Locate the line with "Every instance of the stone wall" in the material. Copy that line and each one after it, through the last, exactly and with nothing else.

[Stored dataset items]
[start]

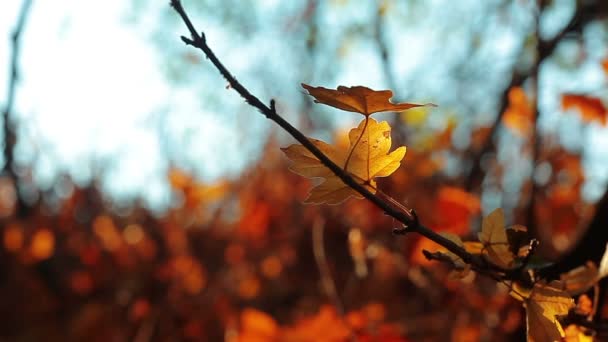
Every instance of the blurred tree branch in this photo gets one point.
(585, 12)
(9, 127)
(406, 216)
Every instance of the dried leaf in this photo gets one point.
(603, 270)
(544, 304)
(590, 108)
(366, 159)
(574, 333)
(580, 279)
(358, 99)
(493, 236)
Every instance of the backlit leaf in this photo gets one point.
(358, 99)
(366, 158)
(580, 279)
(544, 304)
(603, 270)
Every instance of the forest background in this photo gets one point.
(138, 191)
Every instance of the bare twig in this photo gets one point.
(545, 49)
(406, 217)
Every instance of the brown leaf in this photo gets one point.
(493, 235)
(546, 301)
(519, 115)
(367, 158)
(358, 99)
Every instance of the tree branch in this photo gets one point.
(8, 126)
(545, 49)
(406, 217)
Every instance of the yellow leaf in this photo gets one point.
(574, 333)
(493, 236)
(473, 247)
(580, 279)
(366, 158)
(358, 99)
(544, 304)
(603, 271)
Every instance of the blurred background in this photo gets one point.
(142, 199)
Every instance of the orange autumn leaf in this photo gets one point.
(590, 108)
(367, 158)
(257, 326)
(518, 116)
(458, 208)
(358, 99)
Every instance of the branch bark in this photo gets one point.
(8, 126)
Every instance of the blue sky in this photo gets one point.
(94, 90)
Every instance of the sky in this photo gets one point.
(91, 99)
(94, 95)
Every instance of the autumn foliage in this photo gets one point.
(292, 251)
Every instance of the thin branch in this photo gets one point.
(8, 126)
(407, 218)
(545, 49)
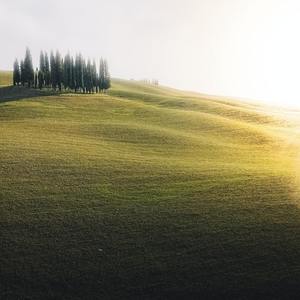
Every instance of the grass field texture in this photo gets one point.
(146, 193)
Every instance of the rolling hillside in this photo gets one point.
(5, 78)
(146, 193)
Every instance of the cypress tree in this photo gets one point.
(58, 70)
(22, 72)
(94, 76)
(28, 68)
(101, 75)
(53, 71)
(17, 73)
(72, 74)
(41, 79)
(36, 78)
(107, 83)
(47, 75)
(42, 68)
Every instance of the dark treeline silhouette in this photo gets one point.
(78, 75)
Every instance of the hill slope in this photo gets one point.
(147, 192)
(5, 78)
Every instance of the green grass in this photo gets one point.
(146, 193)
(5, 78)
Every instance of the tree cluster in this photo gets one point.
(78, 75)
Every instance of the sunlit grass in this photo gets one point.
(146, 193)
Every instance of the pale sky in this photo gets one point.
(241, 48)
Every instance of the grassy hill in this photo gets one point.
(146, 193)
(5, 78)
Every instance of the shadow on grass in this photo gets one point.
(12, 93)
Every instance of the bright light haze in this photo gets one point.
(239, 48)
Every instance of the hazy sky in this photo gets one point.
(245, 48)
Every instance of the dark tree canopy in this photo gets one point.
(62, 73)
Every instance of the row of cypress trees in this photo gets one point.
(59, 73)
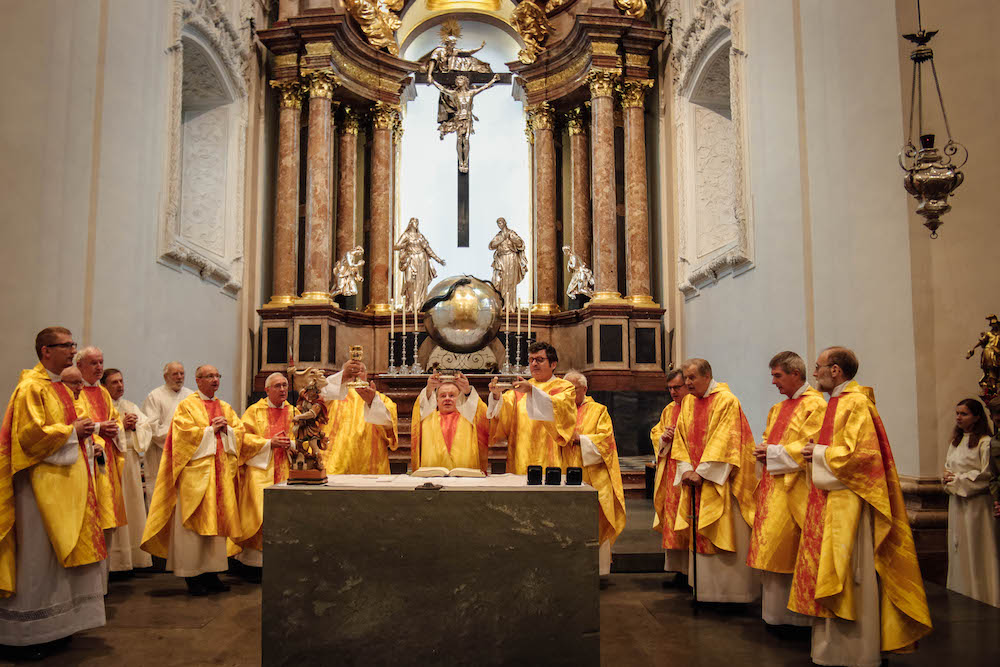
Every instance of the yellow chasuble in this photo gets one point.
(95, 402)
(206, 486)
(531, 441)
(356, 447)
(260, 468)
(860, 458)
(713, 429)
(449, 441)
(37, 424)
(594, 423)
(781, 499)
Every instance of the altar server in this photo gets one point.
(194, 502)
(361, 426)
(783, 488)
(449, 426)
(856, 567)
(51, 542)
(537, 417)
(593, 448)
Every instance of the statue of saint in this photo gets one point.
(581, 279)
(455, 114)
(989, 361)
(509, 263)
(347, 273)
(415, 255)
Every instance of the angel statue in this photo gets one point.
(415, 255)
(581, 279)
(347, 273)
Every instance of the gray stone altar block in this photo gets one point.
(459, 576)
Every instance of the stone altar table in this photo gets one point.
(485, 571)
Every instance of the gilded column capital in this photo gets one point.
(602, 82)
(633, 92)
(291, 92)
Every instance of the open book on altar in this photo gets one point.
(436, 471)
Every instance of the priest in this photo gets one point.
(783, 489)
(856, 567)
(51, 542)
(194, 502)
(537, 417)
(449, 426)
(593, 449)
(361, 426)
(713, 447)
(267, 440)
(135, 436)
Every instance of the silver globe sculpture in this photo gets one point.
(462, 313)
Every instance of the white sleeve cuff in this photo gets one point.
(591, 455)
(779, 461)
(377, 414)
(823, 477)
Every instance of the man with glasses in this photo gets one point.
(194, 505)
(537, 417)
(856, 542)
(51, 543)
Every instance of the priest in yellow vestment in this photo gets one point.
(713, 447)
(361, 424)
(194, 502)
(537, 417)
(666, 495)
(51, 542)
(593, 449)
(449, 426)
(267, 440)
(783, 489)
(856, 566)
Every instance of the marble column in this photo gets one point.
(543, 126)
(605, 221)
(385, 118)
(318, 215)
(580, 162)
(633, 94)
(286, 206)
(347, 182)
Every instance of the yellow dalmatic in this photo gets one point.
(594, 423)
(356, 447)
(261, 467)
(860, 458)
(37, 424)
(714, 429)
(450, 441)
(533, 441)
(781, 499)
(205, 486)
(95, 402)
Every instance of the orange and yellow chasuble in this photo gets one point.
(594, 422)
(261, 422)
(36, 425)
(859, 456)
(206, 487)
(714, 429)
(781, 499)
(530, 441)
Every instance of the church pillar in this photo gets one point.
(347, 182)
(543, 125)
(318, 214)
(580, 161)
(385, 118)
(605, 223)
(286, 204)
(633, 92)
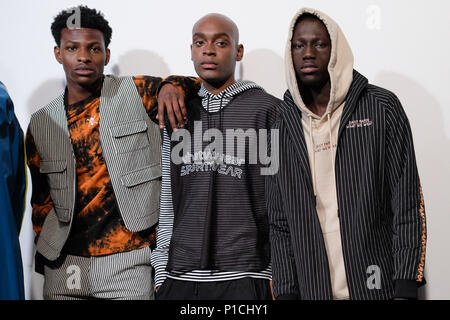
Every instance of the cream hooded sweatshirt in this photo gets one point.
(320, 133)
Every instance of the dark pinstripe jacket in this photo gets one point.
(131, 146)
(381, 209)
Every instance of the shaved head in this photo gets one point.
(228, 25)
(215, 49)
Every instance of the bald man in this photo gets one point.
(213, 235)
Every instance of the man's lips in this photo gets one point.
(208, 65)
(310, 68)
(84, 71)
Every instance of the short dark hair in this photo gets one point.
(89, 18)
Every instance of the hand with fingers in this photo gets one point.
(171, 101)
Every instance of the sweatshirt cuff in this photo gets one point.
(287, 297)
(405, 289)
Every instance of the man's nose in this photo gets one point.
(209, 49)
(84, 55)
(309, 52)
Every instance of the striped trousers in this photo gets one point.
(120, 276)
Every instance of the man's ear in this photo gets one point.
(57, 52)
(240, 52)
(108, 56)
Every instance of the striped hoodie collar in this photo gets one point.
(233, 90)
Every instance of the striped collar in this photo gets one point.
(213, 103)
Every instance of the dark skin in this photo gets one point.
(311, 51)
(215, 51)
(83, 54)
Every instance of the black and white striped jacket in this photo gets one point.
(131, 146)
(381, 208)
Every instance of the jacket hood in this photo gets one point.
(340, 67)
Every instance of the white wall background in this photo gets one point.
(402, 45)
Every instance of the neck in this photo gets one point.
(77, 92)
(316, 99)
(218, 87)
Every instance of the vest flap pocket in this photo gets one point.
(52, 166)
(63, 214)
(129, 128)
(140, 176)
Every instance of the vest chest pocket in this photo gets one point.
(56, 173)
(130, 136)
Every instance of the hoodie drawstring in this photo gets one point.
(313, 160)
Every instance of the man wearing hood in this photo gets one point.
(346, 209)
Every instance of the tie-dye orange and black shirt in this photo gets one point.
(97, 227)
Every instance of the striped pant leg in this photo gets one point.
(69, 281)
(122, 276)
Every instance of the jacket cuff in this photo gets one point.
(287, 297)
(405, 289)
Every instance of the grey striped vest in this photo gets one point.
(131, 146)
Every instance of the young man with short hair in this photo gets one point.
(212, 241)
(346, 210)
(94, 155)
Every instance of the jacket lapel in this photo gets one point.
(293, 119)
(358, 84)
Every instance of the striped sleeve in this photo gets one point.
(160, 255)
(41, 200)
(409, 225)
(283, 263)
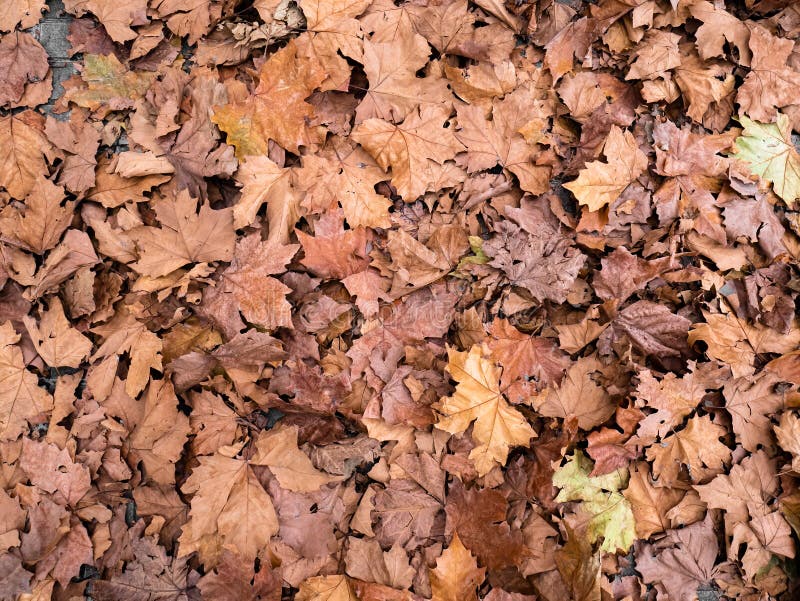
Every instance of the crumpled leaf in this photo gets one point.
(609, 513)
(498, 426)
(767, 151)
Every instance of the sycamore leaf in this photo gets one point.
(56, 341)
(21, 398)
(246, 286)
(498, 426)
(735, 342)
(456, 575)
(40, 226)
(648, 503)
(109, 84)
(22, 151)
(345, 175)
(23, 60)
(262, 181)
(600, 184)
(277, 109)
(767, 151)
(697, 447)
(25, 13)
(326, 588)
(125, 334)
(415, 150)
(578, 396)
(609, 513)
(229, 509)
(277, 449)
(116, 17)
(184, 236)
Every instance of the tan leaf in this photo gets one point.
(414, 150)
(229, 509)
(277, 109)
(56, 341)
(600, 184)
(21, 398)
(498, 426)
(277, 449)
(456, 575)
(326, 588)
(22, 151)
(697, 447)
(184, 236)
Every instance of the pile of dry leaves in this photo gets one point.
(336, 300)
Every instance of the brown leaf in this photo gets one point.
(456, 575)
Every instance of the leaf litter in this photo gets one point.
(387, 301)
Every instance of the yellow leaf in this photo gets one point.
(277, 110)
(498, 426)
(768, 152)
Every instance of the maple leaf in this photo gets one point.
(682, 563)
(674, 398)
(498, 426)
(277, 109)
(21, 398)
(22, 13)
(293, 469)
(55, 340)
(543, 262)
(456, 575)
(184, 236)
(395, 91)
(415, 150)
(655, 55)
(345, 175)
(235, 580)
(751, 401)
(151, 570)
(522, 355)
(81, 141)
(600, 184)
(578, 396)
(109, 84)
(649, 504)
(332, 28)
(263, 181)
(770, 83)
(125, 334)
(159, 434)
(367, 561)
(44, 220)
(479, 518)
(246, 286)
(718, 27)
(229, 509)
(609, 513)
(23, 61)
(116, 18)
(23, 148)
(697, 447)
(788, 434)
(767, 151)
(326, 588)
(736, 343)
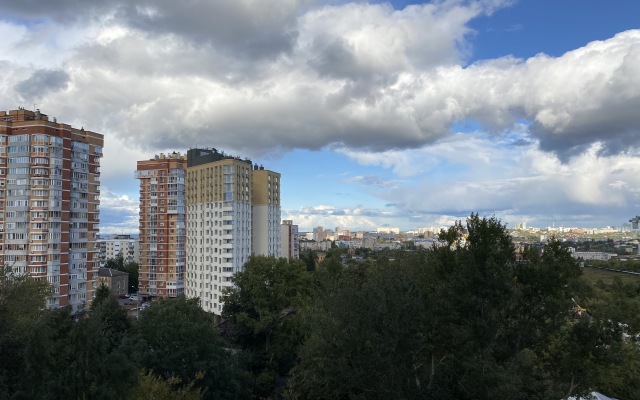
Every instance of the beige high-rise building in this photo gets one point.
(289, 241)
(162, 225)
(233, 211)
(49, 204)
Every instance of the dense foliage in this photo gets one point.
(460, 321)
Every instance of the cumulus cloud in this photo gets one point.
(385, 87)
(42, 82)
(527, 185)
(119, 213)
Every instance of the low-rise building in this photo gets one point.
(116, 281)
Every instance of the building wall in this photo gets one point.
(49, 204)
(266, 213)
(116, 281)
(289, 241)
(162, 225)
(110, 248)
(233, 212)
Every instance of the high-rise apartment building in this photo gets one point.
(233, 211)
(289, 240)
(119, 245)
(162, 225)
(49, 204)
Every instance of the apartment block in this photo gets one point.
(112, 247)
(49, 204)
(289, 240)
(233, 211)
(162, 225)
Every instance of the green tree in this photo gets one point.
(153, 387)
(175, 339)
(263, 310)
(461, 321)
(22, 301)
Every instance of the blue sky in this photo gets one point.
(404, 114)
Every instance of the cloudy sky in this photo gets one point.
(402, 114)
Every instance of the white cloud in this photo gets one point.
(364, 79)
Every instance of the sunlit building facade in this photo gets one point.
(49, 204)
(233, 211)
(162, 226)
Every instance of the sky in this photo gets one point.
(377, 114)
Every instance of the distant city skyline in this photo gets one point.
(403, 114)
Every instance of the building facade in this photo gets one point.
(110, 248)
(162, 226)
(289, 240)
(116, 281)
(49, 204)
(233, 211)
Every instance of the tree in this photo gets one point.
(364, 340)
(461, 321)
(22, 301)
(175, 339)
(263, 310)
(153, 387)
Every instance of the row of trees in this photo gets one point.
(172, 351)
(456, 322)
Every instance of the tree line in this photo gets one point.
(461, 321)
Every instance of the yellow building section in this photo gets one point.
(228, 179)
(266, 187)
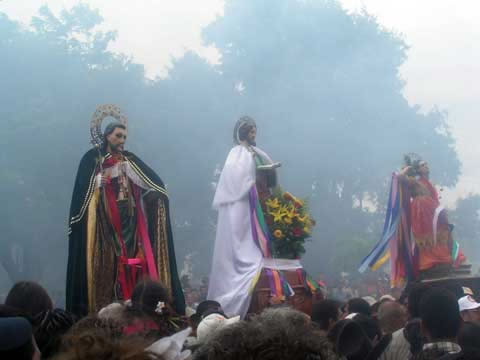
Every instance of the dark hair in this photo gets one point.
(109, 328)
(24, 352)
(349, 339)
(100, 346)
(50, 327)
(29, 297)
(391, 316)
(16, 341)
(414, 297)
(324, 311)
(279, 334)
(359, 305)
(440, 313)
(369, 325)
(469, 336)
(8, 311)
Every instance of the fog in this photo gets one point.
(323, 85)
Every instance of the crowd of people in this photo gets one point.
(428, 322)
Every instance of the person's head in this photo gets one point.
(245, 131)
(279, 334)
(99, 346)
(423, 169)
(212, 323)
(349, 339)
(391, 316)
(440, 315)
(115, 136)
(210, 306)
(414, 296)
(16, 340)
(326, 313)
(50, 327)
(469, 336)
(115, 311)
(369, 326)
(29, 297)
(151, 298)
(358, 305)
(469, 309)
(93, 324)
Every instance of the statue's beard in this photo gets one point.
(116, 148)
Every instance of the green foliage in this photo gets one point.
(323, 85)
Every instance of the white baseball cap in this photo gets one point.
(467, 303)
(212, 323)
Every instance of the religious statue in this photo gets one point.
(416, 228)
(242, 236)
(119, 225)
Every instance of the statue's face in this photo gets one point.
(116, 140)
(252, 135)
(424, 169)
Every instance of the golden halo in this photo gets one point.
(99, 115)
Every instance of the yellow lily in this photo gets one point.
(277, 215)
(274, 204)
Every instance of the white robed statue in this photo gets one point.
(242, 239)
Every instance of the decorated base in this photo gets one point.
(302, 299)
(455, 284)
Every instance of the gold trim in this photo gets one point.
(145, 178)
(91, 245)
(163, 260)
(86, 201)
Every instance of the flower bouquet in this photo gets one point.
(289, 223)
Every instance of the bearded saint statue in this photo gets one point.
(119, 225)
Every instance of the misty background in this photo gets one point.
(323, 83)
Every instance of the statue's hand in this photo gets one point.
(101, 180)
(150, 196)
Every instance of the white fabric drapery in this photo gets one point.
(236, 258)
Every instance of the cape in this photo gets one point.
(77, 294)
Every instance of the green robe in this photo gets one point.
(92, 265)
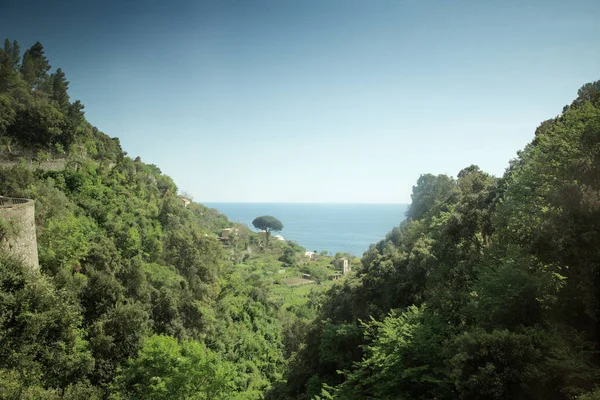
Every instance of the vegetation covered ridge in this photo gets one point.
(489, 290)
(137, 297)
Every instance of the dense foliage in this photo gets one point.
(489, 290)
(268, 224)
(136, 297)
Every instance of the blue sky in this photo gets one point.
(316, 100)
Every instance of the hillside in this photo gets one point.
(489, 290)
(133, 283)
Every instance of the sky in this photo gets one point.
(333, 101)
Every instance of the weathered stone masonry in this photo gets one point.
(22, 241)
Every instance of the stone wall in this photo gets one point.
(21, 239)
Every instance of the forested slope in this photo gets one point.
(489, 290)
(127, 272)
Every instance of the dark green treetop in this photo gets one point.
(268, 224)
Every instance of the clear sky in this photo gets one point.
(316, 100)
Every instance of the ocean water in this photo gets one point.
(332, 227)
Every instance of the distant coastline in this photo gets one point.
(335, 227)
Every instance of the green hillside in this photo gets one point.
(489, 290)
(137, 298)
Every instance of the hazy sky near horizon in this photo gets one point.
(316, 100)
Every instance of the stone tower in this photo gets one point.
(20, 238)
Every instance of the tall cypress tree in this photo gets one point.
(59, 88)
(9, 58)
(40, 67)
(28, 69)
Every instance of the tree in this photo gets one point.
(60, 86)
(268, 224)
(166, 369)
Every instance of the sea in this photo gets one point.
(336, 228)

[end]

▶ [Written response]:
Every instance of the stone wall in this photo gets one point.
(21, 239)
Every instance of the forested slope in this photo gets one point.
(489, 290)
(127, 272)
Every instance of the dark green treetop in this photo gets one point.
(268, 224)
Every instance of the clear sky in this photo gets one point.
(316, 100)
Every instance of the ocean water in this photo gets one point.
(332, 227)
Every instance of the distant coastline in this photo gets one point.
(335, 227)
Every instance of the green hillside in this photo gets one point.
(489, 290)
(137, 298)
Every instance of the hazy sky near horizon in this photo gets one point.
(316, 100)
Every instance of the stone tower in this photo gets one point.
(20, 238)
Every instance of the tall cypress tree in this photo gets one point.
(59, 88)
(9, 58)
(40, 67)
(28, 69)
Every instance of the tree in this photo gets one point.
(60, 86)
(268, 224)
(166, 369)
Every instance of the sea in this photo gets one point.
(336, 228)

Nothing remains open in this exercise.